> **Task prompt**
Without the pictures, can you quote each line below exactly?

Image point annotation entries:
************

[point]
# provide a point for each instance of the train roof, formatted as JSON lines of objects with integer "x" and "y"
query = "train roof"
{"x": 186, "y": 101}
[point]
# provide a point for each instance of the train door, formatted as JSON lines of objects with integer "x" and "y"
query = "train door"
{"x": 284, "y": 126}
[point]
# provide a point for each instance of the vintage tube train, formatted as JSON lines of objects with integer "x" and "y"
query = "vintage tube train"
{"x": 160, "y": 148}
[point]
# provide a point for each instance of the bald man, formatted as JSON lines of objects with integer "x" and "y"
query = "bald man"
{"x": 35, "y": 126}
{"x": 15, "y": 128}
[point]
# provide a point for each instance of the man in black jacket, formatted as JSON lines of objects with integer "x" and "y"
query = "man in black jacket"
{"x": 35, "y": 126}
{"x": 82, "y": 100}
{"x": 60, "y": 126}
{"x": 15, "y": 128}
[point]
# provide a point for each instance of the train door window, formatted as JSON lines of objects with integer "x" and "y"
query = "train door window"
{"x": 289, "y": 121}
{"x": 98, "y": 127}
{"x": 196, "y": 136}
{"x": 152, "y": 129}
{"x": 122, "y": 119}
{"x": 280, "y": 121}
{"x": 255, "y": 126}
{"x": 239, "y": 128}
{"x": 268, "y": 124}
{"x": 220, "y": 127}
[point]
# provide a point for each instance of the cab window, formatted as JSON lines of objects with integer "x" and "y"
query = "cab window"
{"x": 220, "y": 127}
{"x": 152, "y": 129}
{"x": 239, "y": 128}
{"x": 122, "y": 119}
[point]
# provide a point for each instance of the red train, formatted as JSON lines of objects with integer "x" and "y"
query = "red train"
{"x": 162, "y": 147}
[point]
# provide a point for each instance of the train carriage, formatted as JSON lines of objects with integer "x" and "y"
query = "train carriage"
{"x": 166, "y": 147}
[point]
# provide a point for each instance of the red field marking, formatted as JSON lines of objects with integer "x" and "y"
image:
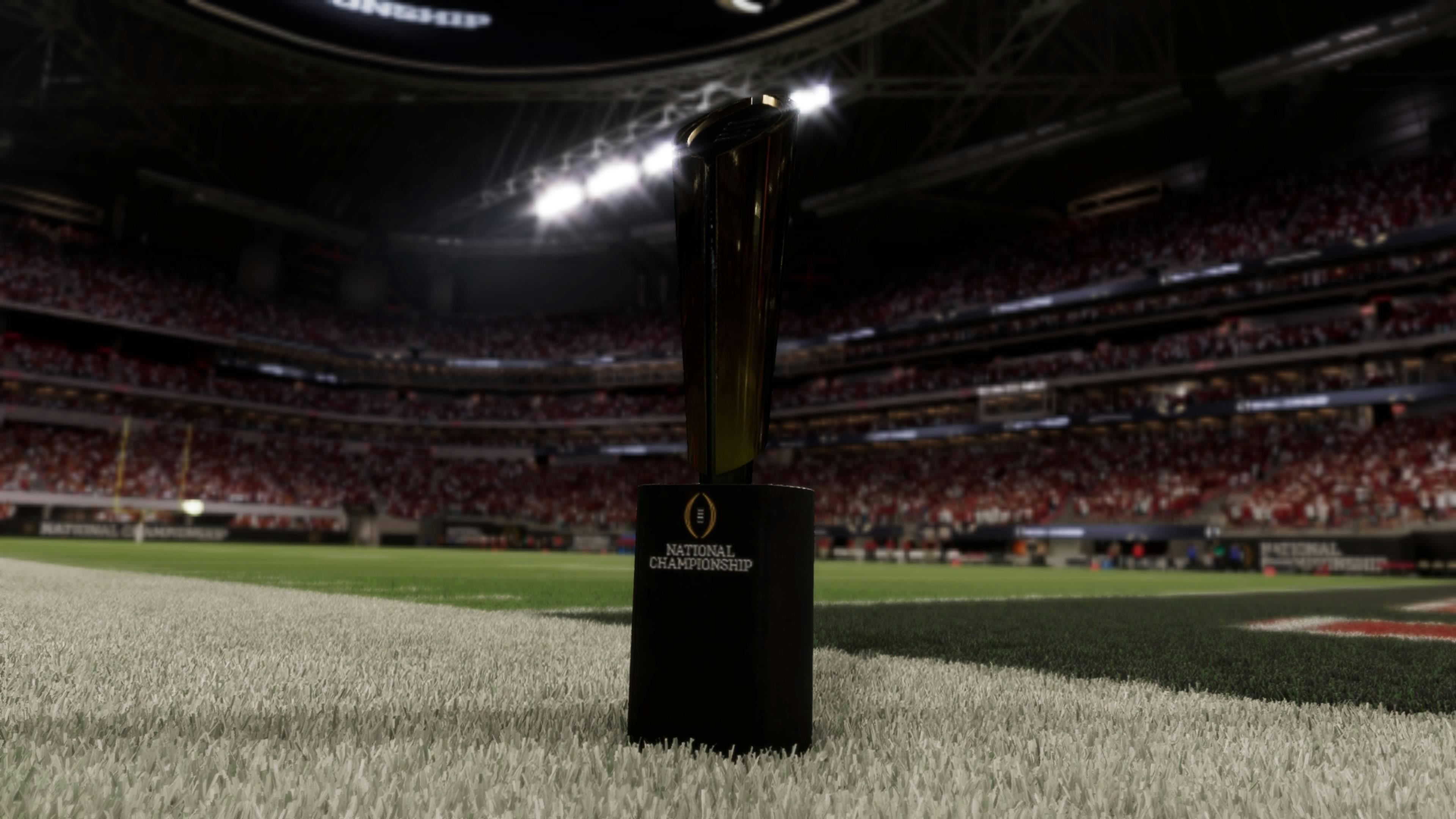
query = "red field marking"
{"x": 1445, "y": 607}
{"x": 1343, "y": 627}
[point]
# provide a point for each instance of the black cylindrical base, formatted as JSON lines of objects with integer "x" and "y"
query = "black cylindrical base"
{"x": 723, "y": 610}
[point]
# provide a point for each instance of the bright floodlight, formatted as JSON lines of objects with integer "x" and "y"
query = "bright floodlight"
{"x": 811, "y": 100}
{"x": 610, "y": 178}
{"x": 660, "y": 159}
{"x": 558, "y": 199}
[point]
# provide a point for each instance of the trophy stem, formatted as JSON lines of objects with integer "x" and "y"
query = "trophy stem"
{"x": 740, "y": 475}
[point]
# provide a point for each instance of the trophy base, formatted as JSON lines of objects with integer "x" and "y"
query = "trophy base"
{"x": 723, "y": 610}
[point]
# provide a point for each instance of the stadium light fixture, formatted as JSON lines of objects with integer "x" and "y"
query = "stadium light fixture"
{"x": 811, "y": 100}
{"x": 660, "y": 159}
{"x": 560, "y": 199}
{"x": 612, "y": 177}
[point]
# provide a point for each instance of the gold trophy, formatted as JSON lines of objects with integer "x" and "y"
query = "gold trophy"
{"x": 724, "y": 576}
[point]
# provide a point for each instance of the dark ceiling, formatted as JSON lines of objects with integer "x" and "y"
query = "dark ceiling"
{"x": 91, "y": 93}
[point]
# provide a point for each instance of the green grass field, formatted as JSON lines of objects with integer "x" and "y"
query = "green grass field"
{"x": 533, "y": 581}
{"x": 938, "y": 691}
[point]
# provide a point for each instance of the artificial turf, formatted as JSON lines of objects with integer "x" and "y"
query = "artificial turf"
{"x": 509, "y": 581}
{"x": 1183, "y": 643}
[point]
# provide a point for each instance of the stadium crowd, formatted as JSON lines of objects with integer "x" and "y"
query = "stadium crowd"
{"x": 1329, "y": 471}
{"x": 78, "y": 273}
{"x": 46, "y": 358}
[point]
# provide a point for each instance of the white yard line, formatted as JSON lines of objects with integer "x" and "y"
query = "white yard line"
{"x": 149, "y": 696}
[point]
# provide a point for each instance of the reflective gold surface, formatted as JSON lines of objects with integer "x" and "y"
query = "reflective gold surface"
{"x": 730, "y": 183}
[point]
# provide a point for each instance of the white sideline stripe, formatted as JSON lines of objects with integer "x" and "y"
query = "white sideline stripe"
{"x": 147, "y": 696}
{"x": 1315, "y": 624}
{"x": 1018, "y": 598}
{"x": 1295, "y": 623}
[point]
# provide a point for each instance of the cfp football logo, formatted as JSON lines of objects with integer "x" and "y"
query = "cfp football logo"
{"x": 700, "y": 516}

************

> **Final result**
[point]
# provide a point for each instance of the train roof, formatted as JSON lines of objects with integer "x" and "y"
query = "train roof"
{"x": 186, "y": 101}
[point]
# provide a point for each instance of the train door, formatted as JSON lines of objects with integer "x" and "y"
query = "train door"
{"x": 284, "y": 126}
[point]
# provide a point for each instance of the vintage tube train, formatted as JSON lines of objects with integer "x" and "y"
query = "vintage tube train"
{"x": 160, "y": 148}
[point]
# provide a point for each instance of the bald man, formatted as JSON lines of objects with integer "x" and "y"
query = "bald man"
{"x": 35, "y": 126}
{"x": 15, "y": 128}
[point]
# provide a point for each instance of the man in black jacket, formatted as JSON lines of objects with integer "x" and "y"
query = "man in black jacket"
{"x": 35, "y": 126}
{"x": 82, "y": 100}
{"x": 60, "y": 126}
{"x": 15, "y": 128}
[point]
# provide a point for each instance of the train door window, formatted as JSON lines of objects with integer "x" and "y"
query = "train door window"
{"x": 289, "y": 121}
{"x": 98, "y": 127}
{"x": 196, "y": 136}
{"x": 152, "y": 129}
{"x": 122, "y": 119}
{"x": 280, "y": 121}
{"x": 255, "y": 126}
{"x": 239, "y": 128}
{"x": 268, "y": 124}
{"x": 220, "y": 127}
[point]
# provide a point for each instance of the cab window, formatted as JSON lines of objects with integer "x" and "y"
query = "cab window"
{"x": 220, "y": 127}
{"x": 152, "y": 129}
{"x": 239, "y": 128}
{"x": 122, "y": 119}
[point]
# provide a point for each instance of the red train, formatted as JSON lines of objects with integer "x" and "y"
query = "red train"
{"x": 162, "y": 147}
[point]
# provide a point for each instance of the train carriage, formatted as JSON lines of objects with integer "x" and "y"
query = "train carriage"
{"x": 166, "y": 147}
[point]
# provide a point for each instance of the red field marking, formatted as JSON lines of objects with integer "x" and "y"
image:
query = "red field marking"
{"x": 1445, "y": 607}
{"x": 1343, "y": 627}
[point]
# provide a point for each instance of the black cylindrical base, formatted as JSON lines of objects with integer "x" and "y"
query = "black cylindrical base"
{"x": 723, "y": 610}
[point]
# provide a point for each instance of the bright floodlight, formatted as JSON lines of objects with integer "x" and "y"
query = "bright floodlight"
{"x": 811, "y": 100}
{"x": 610, "y": 178}
{"x": 660, "y": 159}
{"x": 558, "y": 199}
[point]
# provide a point for each instance of the trophy stem, formatted as JSON lines of objects with integer "x" and "y"
query = "trophy stem"
{"x": 740, "y": 475}
[point]
# provide a point for each instance of the trophy base, formatted as JSON lines of objects with integer "x" and "y"
query = "trophy base"
{"x": 723, "y": 610}
[point]
# provide a point for each instance of the stadium light fixture, formatted as JSON lines of objects with integer "x" and "y"
query = "stadium light fixture"
{"x": 811, "y": 100}
{"x": 660, "y": 159}
{"x": 560, "y": 199}
{"x": 612, "y": 177}
[point]
# provide a point for each instance of the gold trophy, formatted as JSON lines of objects with integer "x" and "y"
query = "gold trophy"
{"x": 724, "y": 576}
[point]
# provide a point for each instance of the dark ceiling, formatted as JSON lines of objects with integer "x" and "y"
query = "dark ceiling"
{"x": 91, "y": 93}
[point]
# provide a point for each instance of the green grass field, formatted as JSON lines of objects with integer "x" and "y"
query = "green grass field"
{"x": 533, "y": 581}
{"x": 938, "y": 691}
[point]
# provide a point for each instance of the artificial turf, formatted as JSON lines of objects with integer "x" and "y"
query = "artificial turf"
{"x": 509, "y": 581}
{"x": 1183, "y": 643}
[point]
# provide a point for each instance of the stadium crowd, formatted as JSON lines of objects with integer "x" and "y"
query = "stadium crowd"
{"x": 1329, "y": 471}
{"x": 78, "y": 273}
{"x": 46, "y": 358}
[point]
# provide a point for each instance of the white yard line, formatted as JSON lines of objects with integer "x" and "y"
query = "white yard line"
{"x": 149, "y": 696}
[point]
# provide a point for each instance of the reflective gold surface, formatted as JSON lines of objects with integer "x" and "y"
query = "reflective gold surface"
{"x": 730, "y": 183}
[point]
# provide a point for each instance of the white sideline stripe, formatted as JSON lines of objects with integer "x" and "y"
query = "white sideline stripe"
{"x": 147, "y": 696}
{"x": 1315, "y": 624}
{"x": 1018, "y": 598}
{"x": 1295, "y": 623}
[point]
# provide a point for each instance of the cfp football logo, formatted as JSON lines of objects with integer "x" and "y"
query = "cfp football logo"
{"x": 700, "y": 516}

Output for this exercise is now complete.